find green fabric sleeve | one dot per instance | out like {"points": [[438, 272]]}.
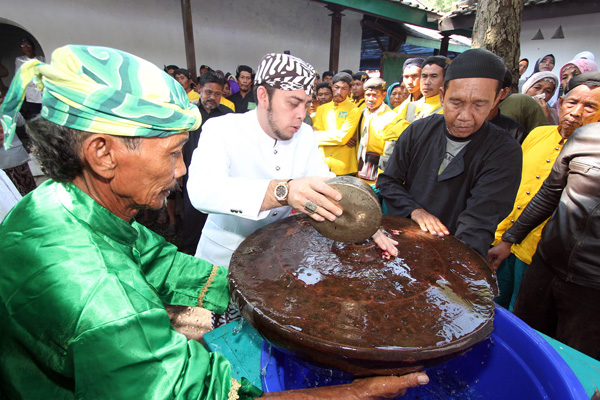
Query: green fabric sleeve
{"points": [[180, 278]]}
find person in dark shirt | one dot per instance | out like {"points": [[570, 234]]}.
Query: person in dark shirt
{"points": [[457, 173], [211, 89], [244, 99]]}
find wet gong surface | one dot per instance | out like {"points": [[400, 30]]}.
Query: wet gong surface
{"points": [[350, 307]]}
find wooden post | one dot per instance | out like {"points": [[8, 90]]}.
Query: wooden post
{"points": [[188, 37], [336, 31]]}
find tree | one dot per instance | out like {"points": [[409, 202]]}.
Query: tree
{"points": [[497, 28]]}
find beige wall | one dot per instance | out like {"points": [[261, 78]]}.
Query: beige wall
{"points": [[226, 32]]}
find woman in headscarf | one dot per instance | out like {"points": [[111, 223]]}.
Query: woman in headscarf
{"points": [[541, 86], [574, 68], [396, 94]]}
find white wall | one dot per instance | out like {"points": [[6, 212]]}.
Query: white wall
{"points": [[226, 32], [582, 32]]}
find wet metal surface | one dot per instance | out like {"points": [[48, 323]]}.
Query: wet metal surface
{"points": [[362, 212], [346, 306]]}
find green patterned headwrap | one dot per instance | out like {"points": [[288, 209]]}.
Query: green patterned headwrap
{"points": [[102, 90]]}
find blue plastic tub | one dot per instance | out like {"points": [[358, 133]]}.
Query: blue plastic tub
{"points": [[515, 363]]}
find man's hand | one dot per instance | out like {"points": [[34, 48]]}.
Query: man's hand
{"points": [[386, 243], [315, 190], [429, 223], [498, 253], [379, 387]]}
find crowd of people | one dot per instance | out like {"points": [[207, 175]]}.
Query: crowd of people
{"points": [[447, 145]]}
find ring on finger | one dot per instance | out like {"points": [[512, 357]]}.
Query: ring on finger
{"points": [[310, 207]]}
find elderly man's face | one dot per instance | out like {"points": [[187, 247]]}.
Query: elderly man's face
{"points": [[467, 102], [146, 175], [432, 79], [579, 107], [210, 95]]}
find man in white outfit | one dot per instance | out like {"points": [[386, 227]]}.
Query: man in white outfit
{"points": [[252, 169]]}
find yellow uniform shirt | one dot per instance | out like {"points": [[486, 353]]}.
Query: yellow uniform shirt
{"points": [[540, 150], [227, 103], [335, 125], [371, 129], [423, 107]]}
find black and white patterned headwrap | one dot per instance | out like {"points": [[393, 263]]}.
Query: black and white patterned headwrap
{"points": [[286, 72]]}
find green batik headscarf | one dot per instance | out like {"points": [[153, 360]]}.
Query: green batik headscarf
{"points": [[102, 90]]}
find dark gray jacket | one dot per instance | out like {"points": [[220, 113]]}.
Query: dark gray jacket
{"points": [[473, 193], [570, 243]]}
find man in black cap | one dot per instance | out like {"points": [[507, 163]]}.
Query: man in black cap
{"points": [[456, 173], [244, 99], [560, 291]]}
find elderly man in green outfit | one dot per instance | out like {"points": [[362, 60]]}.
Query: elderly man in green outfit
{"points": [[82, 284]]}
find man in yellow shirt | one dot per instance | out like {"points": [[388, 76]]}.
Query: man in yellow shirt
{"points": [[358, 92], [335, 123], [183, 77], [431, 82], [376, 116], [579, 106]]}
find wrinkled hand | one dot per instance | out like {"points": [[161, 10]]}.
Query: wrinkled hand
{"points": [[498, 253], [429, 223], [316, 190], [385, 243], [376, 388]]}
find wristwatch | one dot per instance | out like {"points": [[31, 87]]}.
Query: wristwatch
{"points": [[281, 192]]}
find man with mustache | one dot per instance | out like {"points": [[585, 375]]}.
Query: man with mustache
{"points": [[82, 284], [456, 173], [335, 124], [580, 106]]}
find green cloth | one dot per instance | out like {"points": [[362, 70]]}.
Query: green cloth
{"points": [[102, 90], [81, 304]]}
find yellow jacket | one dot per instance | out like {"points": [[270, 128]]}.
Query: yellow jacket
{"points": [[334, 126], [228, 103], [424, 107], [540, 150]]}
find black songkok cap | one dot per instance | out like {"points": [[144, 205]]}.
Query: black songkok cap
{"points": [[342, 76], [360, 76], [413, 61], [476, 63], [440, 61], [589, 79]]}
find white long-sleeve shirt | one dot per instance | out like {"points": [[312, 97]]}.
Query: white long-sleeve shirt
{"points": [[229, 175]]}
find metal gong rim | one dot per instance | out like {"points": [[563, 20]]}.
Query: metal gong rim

###

• **Exercise requirements**: Reproduce exactly, and with no other material, the lines between those holding "find beige wall" and "find green patterned", inclusive.

• **Finished task**:
find beige wall | one dot per instance | out like {"points": [[261, 78]]}.
Query: beige wall
{"points": [[226, 32]]}
find woman in headscarf | one dot per instance | out like {"points": [[111, 223]]}.
Query: woman in headscarf
{"points": [[541, 86], [574, 68], [396, 94]]}
find white wall | one dot per instance | out like {"points": [[6, 212]]}.
Query: white wall
{"points": [[226, 32], [582, 32]]}
find wet metal surface | one dot per instance | out like {"points": [[48, 323]]}.
Query: wet metal surface
{"points": [[362, 212], [346, 306]]}
find green patterned headwrap | one dot per instance | out like {"points": [[288, 209]]}.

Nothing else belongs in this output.